**Work instruction:**
Every line below between the line holding "tinted van window shown in this photo." and the line holding "helmet shown in this photo.", inclusive, should be repeated exactly, and all other lines omitted.

**Information shown:**
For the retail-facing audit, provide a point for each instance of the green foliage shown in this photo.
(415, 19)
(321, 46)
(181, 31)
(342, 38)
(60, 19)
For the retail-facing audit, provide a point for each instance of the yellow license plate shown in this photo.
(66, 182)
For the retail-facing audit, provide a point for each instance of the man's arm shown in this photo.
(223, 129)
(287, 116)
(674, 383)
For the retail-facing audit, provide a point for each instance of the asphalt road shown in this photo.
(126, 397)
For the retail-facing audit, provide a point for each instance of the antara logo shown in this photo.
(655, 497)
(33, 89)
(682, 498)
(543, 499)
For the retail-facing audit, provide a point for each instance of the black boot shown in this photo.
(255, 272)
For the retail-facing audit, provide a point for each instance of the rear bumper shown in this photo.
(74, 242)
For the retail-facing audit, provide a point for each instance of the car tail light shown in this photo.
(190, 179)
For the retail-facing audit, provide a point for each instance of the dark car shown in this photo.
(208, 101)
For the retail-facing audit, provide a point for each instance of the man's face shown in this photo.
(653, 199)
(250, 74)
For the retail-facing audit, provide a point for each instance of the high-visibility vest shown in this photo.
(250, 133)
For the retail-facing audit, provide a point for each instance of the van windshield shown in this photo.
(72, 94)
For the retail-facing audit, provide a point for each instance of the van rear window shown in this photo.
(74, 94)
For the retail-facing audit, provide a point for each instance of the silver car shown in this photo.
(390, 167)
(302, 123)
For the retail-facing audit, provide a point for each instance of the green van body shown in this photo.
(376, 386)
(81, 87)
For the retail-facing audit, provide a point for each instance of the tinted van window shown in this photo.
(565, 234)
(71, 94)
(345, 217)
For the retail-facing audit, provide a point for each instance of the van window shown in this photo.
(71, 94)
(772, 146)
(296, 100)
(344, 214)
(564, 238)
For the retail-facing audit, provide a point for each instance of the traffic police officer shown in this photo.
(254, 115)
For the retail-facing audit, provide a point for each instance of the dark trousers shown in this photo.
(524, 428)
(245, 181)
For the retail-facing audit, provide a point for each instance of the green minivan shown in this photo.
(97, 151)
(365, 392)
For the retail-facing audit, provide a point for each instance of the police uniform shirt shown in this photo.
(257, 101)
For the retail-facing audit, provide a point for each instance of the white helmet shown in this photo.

--

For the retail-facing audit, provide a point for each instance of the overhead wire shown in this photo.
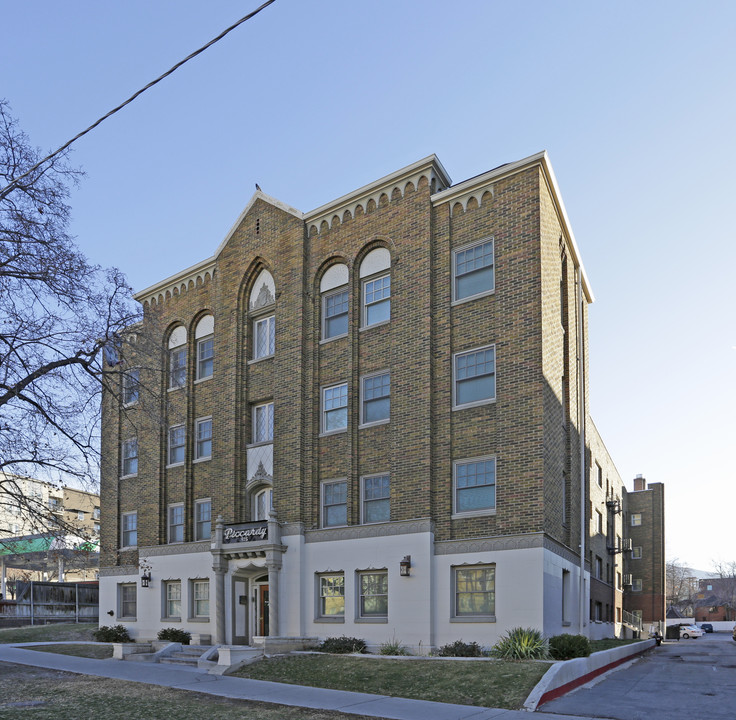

**Reply to the task:**
For the retail-facing audit, provide a point for each instance of the tinted van window shown in this photo.
(565, 234)
(71, 94)
(345, 217)
For the retail-facing audit, provide a point for each instance of the van window shown in this photo.
(71, 94)
(772, 146)
(296, 100)
(344, 214)
(564, 238)
For the retail-facing audit, provide a point for each instance of the traffic police officer shown in this photo.
(254, 115)
For the retail-facing audit, provide a point for each instance of the dark trousers shown in this photo.
(524, 428)
(245, 181)
For the retail-facing audit, provide a point for each instance of the green minivan shown in this photo.
(97, 151)
(365, 392)
For the retail-facing audit, provide a point for each instance of the police uniform shirt shown in this photo.
(257, 101)
For the retail-facing audit, provide a point for each instance of the white helmet shown in this photo.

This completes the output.